#### [Excerpt]

┌──

# Is this a MT subforum?



## Flea (Aug 31, 2009)

I came across this site tonight and found the whole Women's forum on there ...  http://www.defend.net/deluxeforums/   Their "forum" seems to be mostly automated because I didn't see any responses to the threads other than a link back to MT.  

Is this a function of MT or are we being plagiarized?  I am something of a technophobe, so please forgive me if my question is out of place.  But it was a very jarring feeling to find myself pouring my heart out on a forum I never knew existed.


----------



## Rich Parsons (Sep 1, 2009)

Flea said:


> I came across this site tonight and found the whole Women's forum on there ... http://www.defend.net/deluxeforums/ Their "forum" seems to be mostly automated because I didn't see any responses to the threads other than a link back to MT.
> 
> Is this a function of MT or are we being plagiarized? I am something of a technophobe, so please forgive me if my question is out of place. But it was a very jarring feeling to find myself pouring my heart out on a forum I never knew existed.


 
You will have to get an official rulling from Bob, but my understanding is that he entered into an agreement with a couple of sites to have bots pull the occasional thread over as a topic starter. 

The other sites I know he owns or works for/with are KenpoTalk and FMATalk. 

The other sites he does not own or administer will have to come from him.


----------



## Bob Hubbard (Sep 1, 2009)

We have a content sharing agreement with Defend.  They're cool.


----------



## Flea (Sep 1, 2009)

Thanks for letting me know.  All the same, I may be a little more guarded in posting in that forum now.


----------



## Bob Hubbard (Sep 1, 2009)

There's the LLR which is women only, and private that isn't shared elsewhere.


----------

└──

#### [Extracted data]

┌──

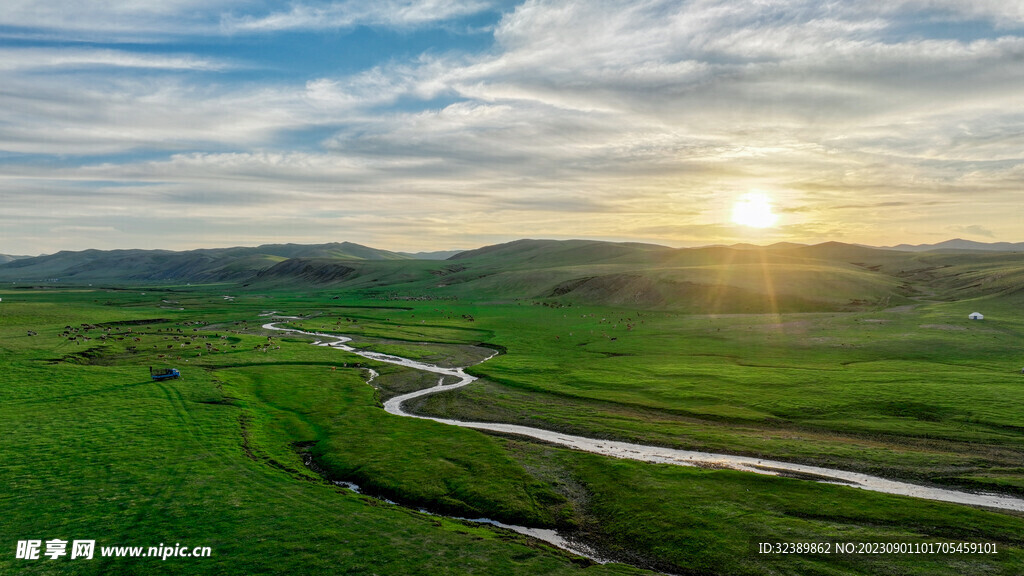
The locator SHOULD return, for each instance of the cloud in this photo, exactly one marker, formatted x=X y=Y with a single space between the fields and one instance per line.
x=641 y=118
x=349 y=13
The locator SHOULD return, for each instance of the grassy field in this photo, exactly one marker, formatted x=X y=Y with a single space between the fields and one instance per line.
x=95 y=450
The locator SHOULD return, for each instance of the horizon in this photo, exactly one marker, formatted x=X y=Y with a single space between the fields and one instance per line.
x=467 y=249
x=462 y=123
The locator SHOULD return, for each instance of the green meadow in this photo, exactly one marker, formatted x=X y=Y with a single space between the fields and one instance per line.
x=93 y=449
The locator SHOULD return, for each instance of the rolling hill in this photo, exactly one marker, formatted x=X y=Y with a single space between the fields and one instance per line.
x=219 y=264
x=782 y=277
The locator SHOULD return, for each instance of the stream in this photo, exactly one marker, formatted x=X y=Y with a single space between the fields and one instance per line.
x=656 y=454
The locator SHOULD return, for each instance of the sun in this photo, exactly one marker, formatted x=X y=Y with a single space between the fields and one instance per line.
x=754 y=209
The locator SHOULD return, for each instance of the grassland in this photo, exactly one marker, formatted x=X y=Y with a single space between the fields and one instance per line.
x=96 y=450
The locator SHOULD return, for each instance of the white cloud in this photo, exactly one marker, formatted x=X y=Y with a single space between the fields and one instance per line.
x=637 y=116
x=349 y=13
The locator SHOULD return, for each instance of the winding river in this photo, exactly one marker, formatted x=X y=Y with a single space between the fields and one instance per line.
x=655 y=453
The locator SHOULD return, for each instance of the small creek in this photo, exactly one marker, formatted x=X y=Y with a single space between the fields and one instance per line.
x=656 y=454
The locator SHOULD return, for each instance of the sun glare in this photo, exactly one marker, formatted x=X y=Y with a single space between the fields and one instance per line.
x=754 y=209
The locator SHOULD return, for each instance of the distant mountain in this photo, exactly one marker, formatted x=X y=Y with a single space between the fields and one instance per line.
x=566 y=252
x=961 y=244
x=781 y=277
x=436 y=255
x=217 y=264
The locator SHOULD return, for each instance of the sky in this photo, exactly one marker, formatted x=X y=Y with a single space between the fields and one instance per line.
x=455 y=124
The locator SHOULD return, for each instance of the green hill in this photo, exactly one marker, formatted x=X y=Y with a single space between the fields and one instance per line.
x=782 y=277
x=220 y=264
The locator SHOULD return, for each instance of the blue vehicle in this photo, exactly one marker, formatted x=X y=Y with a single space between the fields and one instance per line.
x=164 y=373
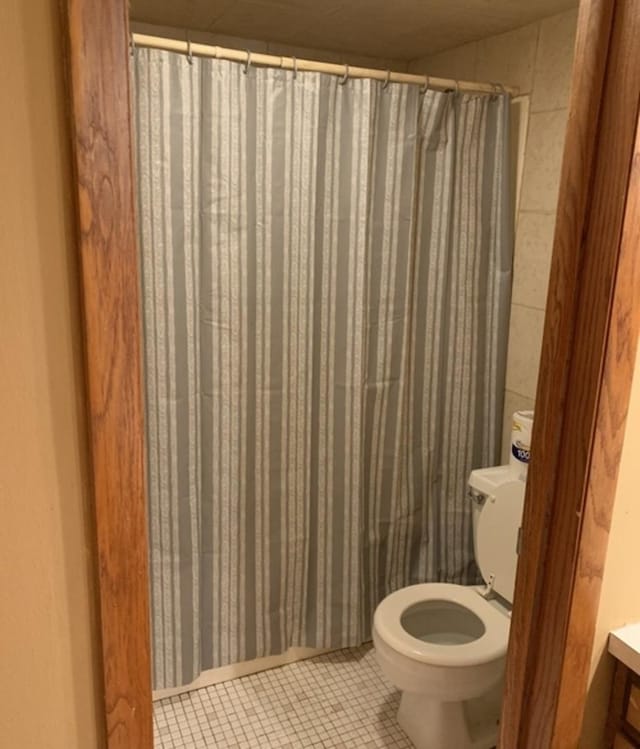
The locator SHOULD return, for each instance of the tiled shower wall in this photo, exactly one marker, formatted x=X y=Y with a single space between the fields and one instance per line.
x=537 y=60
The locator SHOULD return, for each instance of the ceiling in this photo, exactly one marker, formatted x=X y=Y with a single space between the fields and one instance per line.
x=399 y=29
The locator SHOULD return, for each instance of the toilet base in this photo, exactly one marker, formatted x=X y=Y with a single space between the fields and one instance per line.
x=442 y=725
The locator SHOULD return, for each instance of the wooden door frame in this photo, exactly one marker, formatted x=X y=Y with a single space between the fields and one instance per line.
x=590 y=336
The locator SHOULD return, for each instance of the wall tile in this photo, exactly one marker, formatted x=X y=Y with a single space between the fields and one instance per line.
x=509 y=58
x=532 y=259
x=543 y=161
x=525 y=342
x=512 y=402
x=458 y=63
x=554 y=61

└──

#### [Work to do]
(1) Summarize the thread in two sentences.
(2) Arrange the entries from the line with "The locator SHOULD return, for each instance of the horizon" to the line with "x=462 y=123", inclusive, as a two-column CSV with the columns ask and reply. Give one row per ask, quote each field, and turn line breaks into spaces.
The thread and the entries are independent of each other and unrelated in content.

#### [Answers to each task]
(1) A member found threads from the Women's forum reproduced on Defend.net's largely automated forum and asked whether this was an MT function or plagiarism. Bob Hubbard replied that MT has a content sharing agreement with Defend and that the women-only LLR is private and not shared elsewhere.

(2)
ask,reply
"The locator SHOULD return, for each instance of the horizon in this photo, exactly one marker, formatted x=X y=Y with a single space between the fields and one instance per line.","x=467 y=249 x=462 y=123"